Brief
Tally the lines in the listing below that contain the string "mountain", and give only that number.

Given entries
⟨

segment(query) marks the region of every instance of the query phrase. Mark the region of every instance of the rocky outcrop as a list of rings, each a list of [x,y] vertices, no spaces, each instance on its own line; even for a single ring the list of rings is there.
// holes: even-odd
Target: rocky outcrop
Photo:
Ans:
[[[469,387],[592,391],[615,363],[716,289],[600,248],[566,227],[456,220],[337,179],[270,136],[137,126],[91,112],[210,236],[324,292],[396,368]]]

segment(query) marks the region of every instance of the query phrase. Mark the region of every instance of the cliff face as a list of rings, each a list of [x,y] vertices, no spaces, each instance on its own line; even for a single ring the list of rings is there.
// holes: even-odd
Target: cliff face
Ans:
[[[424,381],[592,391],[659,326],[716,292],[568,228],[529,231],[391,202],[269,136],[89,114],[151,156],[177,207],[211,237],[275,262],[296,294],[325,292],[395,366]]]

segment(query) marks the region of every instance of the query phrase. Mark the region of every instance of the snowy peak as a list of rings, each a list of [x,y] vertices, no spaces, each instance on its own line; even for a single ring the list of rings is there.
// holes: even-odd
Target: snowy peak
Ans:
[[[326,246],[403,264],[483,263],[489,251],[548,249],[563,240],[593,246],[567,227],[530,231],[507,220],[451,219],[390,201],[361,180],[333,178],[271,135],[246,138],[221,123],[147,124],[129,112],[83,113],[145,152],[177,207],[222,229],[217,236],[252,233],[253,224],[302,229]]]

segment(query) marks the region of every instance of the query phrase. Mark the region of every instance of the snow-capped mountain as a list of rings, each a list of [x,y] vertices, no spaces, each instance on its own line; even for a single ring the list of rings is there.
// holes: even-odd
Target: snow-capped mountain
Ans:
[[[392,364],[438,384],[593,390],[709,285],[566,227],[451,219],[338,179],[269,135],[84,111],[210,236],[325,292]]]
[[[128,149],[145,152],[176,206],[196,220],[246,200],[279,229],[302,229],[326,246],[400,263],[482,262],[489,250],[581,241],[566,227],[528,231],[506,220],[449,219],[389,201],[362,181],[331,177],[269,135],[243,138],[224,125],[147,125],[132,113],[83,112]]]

⟩

Result
2